- **ACTION ITEM**: Each line below should be reproduced without any alteration.

- **PROVIDED DATA**:

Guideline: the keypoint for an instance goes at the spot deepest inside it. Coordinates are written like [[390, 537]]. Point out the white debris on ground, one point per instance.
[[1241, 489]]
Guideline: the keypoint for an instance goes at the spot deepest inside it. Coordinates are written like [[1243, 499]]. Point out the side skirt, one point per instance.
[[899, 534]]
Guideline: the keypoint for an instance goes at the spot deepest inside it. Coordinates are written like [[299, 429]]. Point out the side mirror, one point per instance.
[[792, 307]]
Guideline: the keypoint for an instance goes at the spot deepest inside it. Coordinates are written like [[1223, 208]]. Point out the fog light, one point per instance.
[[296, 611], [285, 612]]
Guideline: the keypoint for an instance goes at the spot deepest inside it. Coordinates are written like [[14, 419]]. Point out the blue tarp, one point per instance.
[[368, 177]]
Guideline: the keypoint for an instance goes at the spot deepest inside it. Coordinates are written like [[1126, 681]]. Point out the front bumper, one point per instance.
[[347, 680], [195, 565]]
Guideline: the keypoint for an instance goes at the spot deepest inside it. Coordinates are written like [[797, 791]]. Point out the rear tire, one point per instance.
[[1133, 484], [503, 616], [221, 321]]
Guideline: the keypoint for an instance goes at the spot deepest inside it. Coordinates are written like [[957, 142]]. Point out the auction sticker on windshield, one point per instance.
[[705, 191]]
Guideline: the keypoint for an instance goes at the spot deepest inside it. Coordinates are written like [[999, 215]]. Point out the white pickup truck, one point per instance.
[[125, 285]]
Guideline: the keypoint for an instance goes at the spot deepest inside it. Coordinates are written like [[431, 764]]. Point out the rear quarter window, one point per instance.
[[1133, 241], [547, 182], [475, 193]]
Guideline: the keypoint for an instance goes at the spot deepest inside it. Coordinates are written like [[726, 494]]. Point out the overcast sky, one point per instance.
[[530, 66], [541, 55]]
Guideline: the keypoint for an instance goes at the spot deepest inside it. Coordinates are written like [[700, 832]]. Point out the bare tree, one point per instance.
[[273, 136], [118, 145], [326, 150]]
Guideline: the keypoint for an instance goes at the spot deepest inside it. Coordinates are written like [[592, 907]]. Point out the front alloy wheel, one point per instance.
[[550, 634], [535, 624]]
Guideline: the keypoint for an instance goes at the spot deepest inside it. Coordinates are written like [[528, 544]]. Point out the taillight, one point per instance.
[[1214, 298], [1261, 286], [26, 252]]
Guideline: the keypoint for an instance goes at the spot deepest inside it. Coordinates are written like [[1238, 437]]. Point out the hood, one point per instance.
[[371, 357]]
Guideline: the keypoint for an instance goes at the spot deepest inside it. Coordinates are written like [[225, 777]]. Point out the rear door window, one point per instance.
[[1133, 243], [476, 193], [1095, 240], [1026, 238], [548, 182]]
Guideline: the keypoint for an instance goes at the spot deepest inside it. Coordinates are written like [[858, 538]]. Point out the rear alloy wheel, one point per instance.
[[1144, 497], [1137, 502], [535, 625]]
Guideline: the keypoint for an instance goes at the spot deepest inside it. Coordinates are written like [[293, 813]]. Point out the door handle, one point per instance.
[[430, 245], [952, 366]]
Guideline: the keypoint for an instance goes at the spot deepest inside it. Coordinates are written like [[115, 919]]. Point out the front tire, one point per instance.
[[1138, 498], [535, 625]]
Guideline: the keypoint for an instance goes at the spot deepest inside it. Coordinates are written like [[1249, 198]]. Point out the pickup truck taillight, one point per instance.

- **THE COMPLETED TASK**:
Guideline: the keypoint for an instance goes at the spot deepest inside it. Coordinates are written like [[390, 537]]. Point out the white debris on ground, one point per instance.
[[1241, 489]]
Guideline: the keypoint for an instance goes at the spot deepest inside it. Coordinates are written like [[1243, 499]]. Point out the side skirt, one point per instance.
[[899, 534]]
Guideline: the keypoint for an instance goes at the spot deepest inside it. Coordinates are written like [[299, 429]]. Point out the side mirror, one point per instance.
[[792, 307]]
Guideline: the keypoint for an instance goes at the spot deepest inside it. Coordinates are written like [[1223, 208]]. Point out the fog light, one point per instance.
[[296, 611], [285, 612]]
Guideline: the keypoint for an instance goes at the spot deepest inside it. Coordinates are written like [[14, 419]]. Point out the blue tarp, one point per instance.
[[368, 177]]
Guideline: the keypoint for an instance goes at the spot deepest inside it. Coordinates are written like [[1126, 681]]. Point out the front bumper, one point per instance.
[[347, 680], [195, 565]]
Guideline: the keypoint for an instance goes at the spot deepest inside it. Coordinates are written like [[797, 791]]. Point out the rear tire, one point per instance.
[[1133, 484], [503, 616], [221, 321]]
Guideline: the keypoint for an instance goes at the spot deepest inside it. Coordinates are written like [[957, 142]]. Point out the auction sticker on windshield, one point per instance.
[[705, 191]]
Guideline: the keypoint for an instance goes at the spot deepest inside it. Coordinates are written like [[999, 215]]. Point out the white pickup truck, one point per instance.
[[125, 285]]
Guideline: the keypoint for an instance goes at the spot deepest inside it. Coordinates are written like [[431, 764]]. Point out the rear quarter window, one point per instance.
[[1133, 241], [547, 182], [475, 193]]
Guideline: the keypoint for an instance goes at the spot deepest inside it. Coordinates are written like [[726, 494]]. Point out the overcast sky, one point per instance.
[[530, 66], [541, 55]]
Guideline: the keypoint for an instance goes at the spot deepest inside it. Coordinates are written like [[700, 832]]. Point out the bare tree, one point per instance.
[[273, 136], [118, 145], [326, 150]]
Guideline: the keypoint for an instance goes at the spot deepest inside it. Coordinates are written like [[592, 907]]. Point out the front alloy wheel, one point per instance.
[[550, 634], [535, 624]]
Guideline: the keypoint for an instance goes at the spot deepest inside it. Coordinates are written like [[528, 544]]. Point out the taillight, one point per instance.
[[1214, 298], [1261, 286], [26, 252]]
Guideline: the keypoint for an instance goes at the spot deepest inside it. Coordinates are written like [[1238, 437]]. Point out the hood, one point per instance.
[[371, 357]]
Guideline: the keypoint for an instance goes at the spot deepest inside it. Coordinates are written like [[225, 777]]. Point out the rear door window, one point per instance.
[[1133, 243], [476, 193], [1095, 240], [1026, 238], [548, 182]]
Guideline: the keypoint for an instance goes at the spot deepest inside it. Coordinates are written like [[858, 538]]. Point out the rear alloy wheel, one point per instance.
[[1144, 497], [1137, 502], [535, 625]]
Guideline: the keypoint for an instance goes at the spot deepest inside it. Coordinates are written like [[293, 813]]. Point out the door handle, one point per instance.
[[430, 245], [952, 366]]
Guideline: the keypoint for an instance goes at the spot deepest inside it. Coordinates are written like [[115, 919]]. Point out the front tire, one point per instance.
[[1138, 498], [535, 625]]
Guideline: the keypoint for an instance goes at the spot deepest inside it. Coordinates are written like [[1249, 198]]. Point out the pickup truck taillight, one point per instance.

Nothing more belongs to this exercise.